◆ ASSIGNED TASK ◆
The entries that follow include a run beginning at the line with "Target: white cloud" and ending at the line with "point like [131,68]."; restate that run word for word and leave the rest out.

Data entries
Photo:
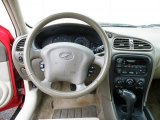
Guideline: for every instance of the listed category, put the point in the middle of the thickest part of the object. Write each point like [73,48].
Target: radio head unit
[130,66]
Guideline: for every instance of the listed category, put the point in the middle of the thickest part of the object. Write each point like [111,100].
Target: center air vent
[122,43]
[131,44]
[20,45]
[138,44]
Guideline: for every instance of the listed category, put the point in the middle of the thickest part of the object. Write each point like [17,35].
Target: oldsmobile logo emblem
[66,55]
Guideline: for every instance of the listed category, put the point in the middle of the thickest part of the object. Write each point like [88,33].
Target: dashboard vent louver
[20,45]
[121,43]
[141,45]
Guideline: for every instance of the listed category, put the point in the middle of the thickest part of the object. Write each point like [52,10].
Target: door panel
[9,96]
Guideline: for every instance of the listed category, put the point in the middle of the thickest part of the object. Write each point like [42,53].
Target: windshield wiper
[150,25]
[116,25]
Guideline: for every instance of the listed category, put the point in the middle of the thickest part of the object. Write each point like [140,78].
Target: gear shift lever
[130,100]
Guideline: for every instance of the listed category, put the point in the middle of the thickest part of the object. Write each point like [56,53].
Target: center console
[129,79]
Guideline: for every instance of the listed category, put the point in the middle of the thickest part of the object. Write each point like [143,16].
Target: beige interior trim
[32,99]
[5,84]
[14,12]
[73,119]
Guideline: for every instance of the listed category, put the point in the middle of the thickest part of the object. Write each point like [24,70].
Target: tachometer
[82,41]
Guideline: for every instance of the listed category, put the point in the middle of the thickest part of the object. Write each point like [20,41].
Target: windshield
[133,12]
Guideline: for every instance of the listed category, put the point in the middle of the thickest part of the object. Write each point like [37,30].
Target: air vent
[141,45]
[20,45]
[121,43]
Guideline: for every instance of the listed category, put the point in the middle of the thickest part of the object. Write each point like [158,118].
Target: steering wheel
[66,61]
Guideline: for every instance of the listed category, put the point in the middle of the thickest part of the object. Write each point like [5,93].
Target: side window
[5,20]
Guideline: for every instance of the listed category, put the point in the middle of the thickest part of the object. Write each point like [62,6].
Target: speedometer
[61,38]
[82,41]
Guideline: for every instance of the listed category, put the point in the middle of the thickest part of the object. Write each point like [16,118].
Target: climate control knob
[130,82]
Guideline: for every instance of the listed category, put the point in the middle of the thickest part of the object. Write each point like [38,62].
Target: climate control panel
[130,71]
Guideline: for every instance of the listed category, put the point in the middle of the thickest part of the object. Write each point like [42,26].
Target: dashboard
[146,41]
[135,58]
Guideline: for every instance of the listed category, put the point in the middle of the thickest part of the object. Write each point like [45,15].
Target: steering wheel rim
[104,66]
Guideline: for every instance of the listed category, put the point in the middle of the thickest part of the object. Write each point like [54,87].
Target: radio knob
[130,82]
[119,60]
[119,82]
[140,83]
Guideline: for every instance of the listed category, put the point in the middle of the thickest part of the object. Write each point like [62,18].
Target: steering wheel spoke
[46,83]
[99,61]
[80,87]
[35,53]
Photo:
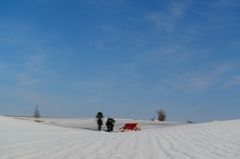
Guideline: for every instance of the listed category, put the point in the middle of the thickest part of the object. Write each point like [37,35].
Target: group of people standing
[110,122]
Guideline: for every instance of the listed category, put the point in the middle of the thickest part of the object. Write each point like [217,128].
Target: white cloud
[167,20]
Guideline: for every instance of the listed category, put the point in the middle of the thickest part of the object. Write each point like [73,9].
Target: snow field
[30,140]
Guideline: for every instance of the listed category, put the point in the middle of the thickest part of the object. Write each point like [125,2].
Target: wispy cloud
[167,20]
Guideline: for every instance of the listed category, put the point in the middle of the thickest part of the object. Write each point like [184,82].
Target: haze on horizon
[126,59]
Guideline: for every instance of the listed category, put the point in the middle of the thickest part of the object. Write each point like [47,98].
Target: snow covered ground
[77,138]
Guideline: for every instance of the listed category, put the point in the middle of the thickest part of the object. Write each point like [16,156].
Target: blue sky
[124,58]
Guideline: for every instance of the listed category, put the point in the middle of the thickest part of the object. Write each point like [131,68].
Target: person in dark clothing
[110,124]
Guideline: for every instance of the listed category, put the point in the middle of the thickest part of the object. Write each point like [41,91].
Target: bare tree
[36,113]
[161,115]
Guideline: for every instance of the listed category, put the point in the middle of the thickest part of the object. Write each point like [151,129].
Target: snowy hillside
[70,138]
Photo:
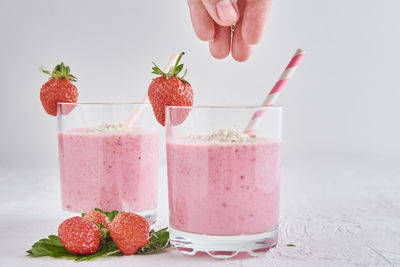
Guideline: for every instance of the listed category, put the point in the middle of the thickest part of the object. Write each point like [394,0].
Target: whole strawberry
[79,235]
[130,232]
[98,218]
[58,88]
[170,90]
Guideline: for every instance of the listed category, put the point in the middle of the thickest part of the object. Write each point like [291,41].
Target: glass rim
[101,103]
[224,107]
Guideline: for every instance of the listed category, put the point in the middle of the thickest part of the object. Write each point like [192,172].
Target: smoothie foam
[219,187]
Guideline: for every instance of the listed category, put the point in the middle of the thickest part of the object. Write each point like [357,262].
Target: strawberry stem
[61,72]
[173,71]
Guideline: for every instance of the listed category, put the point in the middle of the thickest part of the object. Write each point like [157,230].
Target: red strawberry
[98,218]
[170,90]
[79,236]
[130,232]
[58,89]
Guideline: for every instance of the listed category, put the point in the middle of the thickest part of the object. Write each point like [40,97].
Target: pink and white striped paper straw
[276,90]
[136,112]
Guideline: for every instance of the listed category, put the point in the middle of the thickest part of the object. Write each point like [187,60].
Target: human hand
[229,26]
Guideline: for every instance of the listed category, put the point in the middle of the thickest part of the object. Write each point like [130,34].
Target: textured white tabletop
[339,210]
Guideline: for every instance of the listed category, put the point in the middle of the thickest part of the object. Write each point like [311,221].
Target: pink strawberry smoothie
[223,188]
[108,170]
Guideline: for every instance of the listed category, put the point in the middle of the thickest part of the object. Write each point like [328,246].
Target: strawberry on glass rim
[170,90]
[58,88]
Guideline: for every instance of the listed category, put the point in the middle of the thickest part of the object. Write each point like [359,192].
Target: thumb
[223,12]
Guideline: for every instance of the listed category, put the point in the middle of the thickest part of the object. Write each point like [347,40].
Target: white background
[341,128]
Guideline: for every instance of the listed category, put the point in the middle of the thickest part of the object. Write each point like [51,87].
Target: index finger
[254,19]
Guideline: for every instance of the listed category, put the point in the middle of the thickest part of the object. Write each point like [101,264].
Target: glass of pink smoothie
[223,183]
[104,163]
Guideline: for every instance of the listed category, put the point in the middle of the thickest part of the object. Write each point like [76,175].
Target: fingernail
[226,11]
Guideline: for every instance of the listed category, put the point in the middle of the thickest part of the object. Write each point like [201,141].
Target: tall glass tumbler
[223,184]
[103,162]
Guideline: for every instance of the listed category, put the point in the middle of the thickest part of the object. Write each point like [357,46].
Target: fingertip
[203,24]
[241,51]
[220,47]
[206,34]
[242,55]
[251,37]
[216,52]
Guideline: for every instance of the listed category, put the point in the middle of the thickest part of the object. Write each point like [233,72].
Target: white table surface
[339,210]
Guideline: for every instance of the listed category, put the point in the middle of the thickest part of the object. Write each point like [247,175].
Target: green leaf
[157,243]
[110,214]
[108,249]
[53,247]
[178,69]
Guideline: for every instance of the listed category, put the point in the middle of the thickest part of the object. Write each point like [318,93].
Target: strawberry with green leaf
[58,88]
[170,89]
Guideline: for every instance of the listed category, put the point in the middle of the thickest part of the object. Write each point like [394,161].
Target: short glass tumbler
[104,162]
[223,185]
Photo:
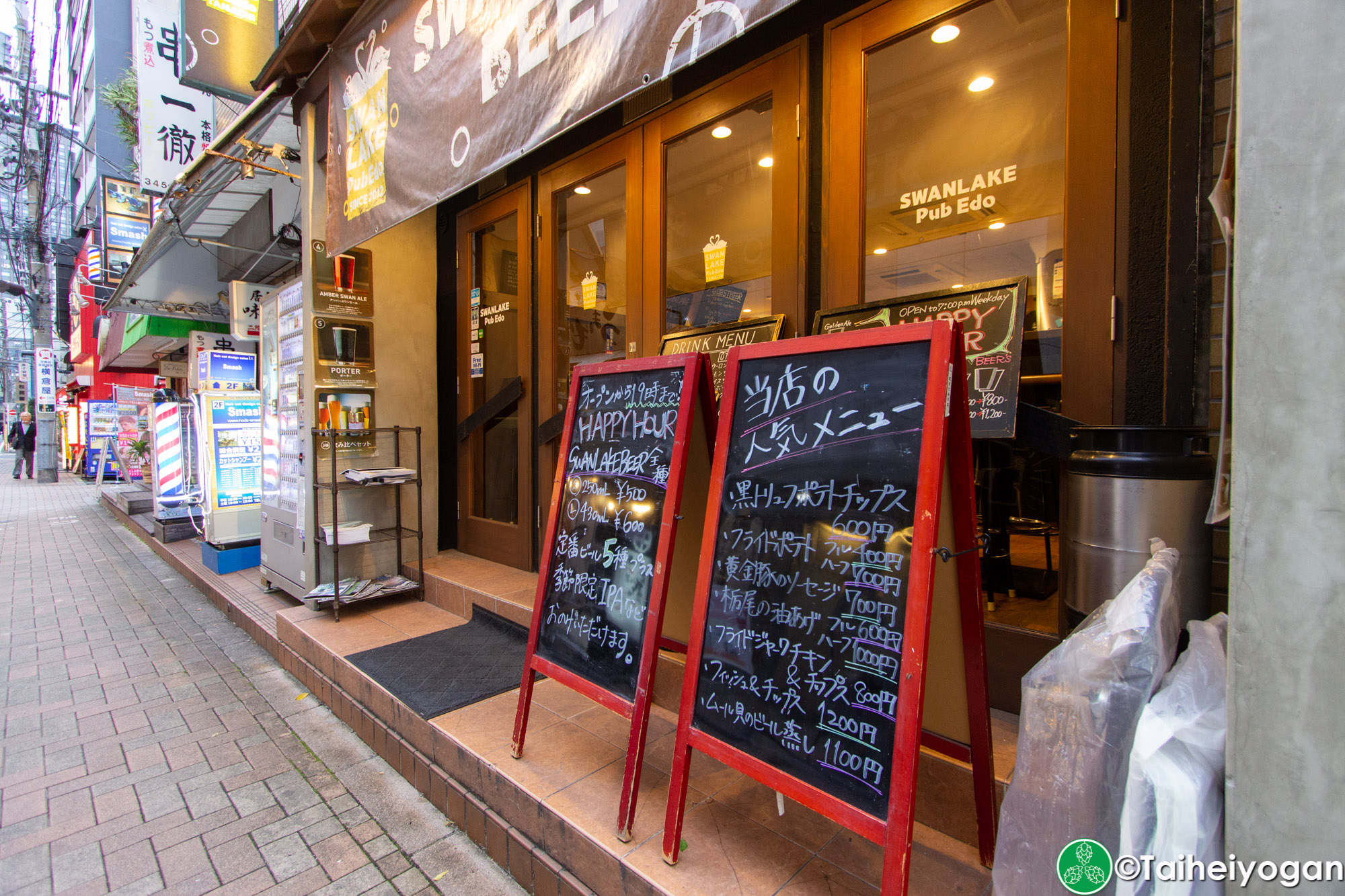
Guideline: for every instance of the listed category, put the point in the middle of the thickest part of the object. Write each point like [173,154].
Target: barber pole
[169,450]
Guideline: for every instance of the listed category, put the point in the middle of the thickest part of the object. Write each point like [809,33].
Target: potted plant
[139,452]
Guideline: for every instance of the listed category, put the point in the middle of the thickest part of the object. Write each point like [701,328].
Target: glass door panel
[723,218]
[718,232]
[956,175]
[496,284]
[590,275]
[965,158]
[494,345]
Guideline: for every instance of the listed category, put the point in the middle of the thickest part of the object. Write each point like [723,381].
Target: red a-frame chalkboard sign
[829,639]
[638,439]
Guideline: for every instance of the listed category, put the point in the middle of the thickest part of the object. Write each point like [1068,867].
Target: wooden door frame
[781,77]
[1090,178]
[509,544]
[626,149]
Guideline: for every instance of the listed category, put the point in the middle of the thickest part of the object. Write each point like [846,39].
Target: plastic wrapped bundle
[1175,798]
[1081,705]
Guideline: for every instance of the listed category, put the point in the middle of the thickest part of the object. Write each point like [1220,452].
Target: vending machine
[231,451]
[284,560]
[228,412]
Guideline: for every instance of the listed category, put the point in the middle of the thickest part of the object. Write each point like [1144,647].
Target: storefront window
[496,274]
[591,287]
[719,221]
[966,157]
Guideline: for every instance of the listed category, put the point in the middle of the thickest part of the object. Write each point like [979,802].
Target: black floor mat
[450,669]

◆ OUTPUT OF THE EXERCISE ◆
Target: white cloud
[167,20]
Guideline: for every instance of the listed category, put the point in the middle of the thickest part of the object. Write each point like [73,9].
Target: snow field
[30,140]
Guideline: for every instance of the listed category, put the point in the middle of the thickest part of the object. Write each point like [125,2].
Target: wispy cloud
[167,20]
Guideline: for every instance of the listed category, put the point in the middle of the thickest part of the object. Write each point like [184,82].
Target: haze on horizon
[126,59]
Guideline: for every instance of the listed category, put the point in the middle of the thickest part of the object. Write each point like [47,98].
Target: snow covered ground
[77,138]
Guideline: for every instance of the listed category, put the point in the middle of the thickest part of the object. Write each point like [16,156].
Target: blue sky
[124,58]
Guideline: for every instance of the listed category, put the point in the middle of the thickest part of the object. Write each point like [131,68].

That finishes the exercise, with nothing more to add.